╭─ Lesetext
Lassen wir uns doch nicht von Lügen blenden. Unsere geliebten Nachbarn, die Juden, ließen wir allein und als die Deutschen kamen, um sie in die Vernichtungslager zu deportieren, plünderten wir ihre Häuser und Geschäfte. Eine Lüge ist auch die angeblich tolle Koexistenz von Christen und Juden vor dem 2. Weltkrieg, denn, wenn es so etwas gegeben hätte, hätte man das jüdische Viertel Kampel (1931) nicht in Brand gesetzt und die Zahlen der ermordeten Juden während des Krieges wären nicht so schrecklich hoch. Wir müssen endlich gemeinsam als Gesellschaft die Verantwortung für die Vernichtung der Juden in Griechenland übernehmen. Tief in unseren Herzen wissen wir, dass wir Verantwortung tragen. Aber wir müssen sie auch anerkennen. Das wir uns ständig auf Zakynthos und andere ähnliche Fälle beziehen, zeigt in erster Linie unser Schuldbewusstsein.
╰─
╭─ Datenauszug
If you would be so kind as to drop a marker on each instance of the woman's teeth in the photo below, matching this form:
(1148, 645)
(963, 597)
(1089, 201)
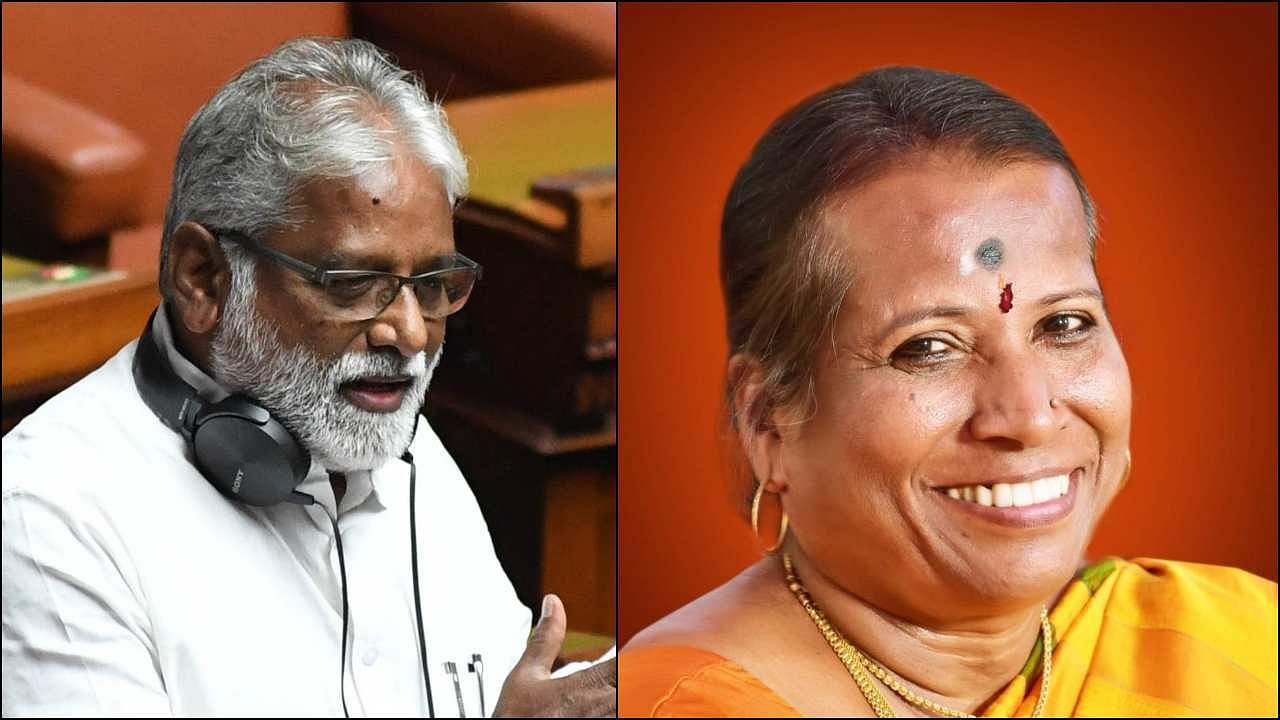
╰─
» Aufgabe 1
Fassen Sie den Lesetext in zwei Sätzen zusammen.
» Aufgabe 2
Schreiben Sie aus dem Lesetext den Abschnitt von „Lassen wir uns“ bis „Linie unser Schuldbewusstsein.“ ab.

» Musterlösung 1
Der Text nennt die angeblich gute Koexistenz von Christen und Juden vor dem Zweiten Weltkrieg eine Lüge und verweist darauf, dass man die jüdischen Nachbarn allein ließ und bei ihrer Deportation durch die Deutschen ihre Häuser und Geschäfte plünderte. Er fordert, dass die Gesellschaft gemeinsam die Verantwortung für die Vernichtung der Juden in Griechenland übernimmt und anerkennt.

» Musterlösung 2
Lassen wir uns doch nicht von Lügen blenden. Unsere geliebten Nachbarn, die Juden, ließen wir allein und als die Deutschen kamen, um sie in die Vernichtungslager zu deportieren, plünderten wir ihre Häuser und Geschäfte. Eine Lüge ist auch die angeblich tolle Koexistenz von Christen und Juden vor dem 2. Weltkrieg, denn, wenn es so etwas gegeben hätte, hätte man das jüdische Viertel Kampel (1931) nicht in Brand gesetzt und die Zahlen der ermordeten Juden während des Krieges wären nicht so schrecklich hoch. Wir müssen endlich gemeinsam als Gesellschaft die Verantwortung für die Vernichtung der Juden in Griechenland übernehmen. Tief in unseren Herzen wissen wir, dass wir Verantwortung tragen. Aber wir müssen sie auch anerkennen. Das wir uns ständig auf Zakynthos und andere ähnliche Fälle beziehen, zeigt in erster Linie unser Schuldbewusstsein.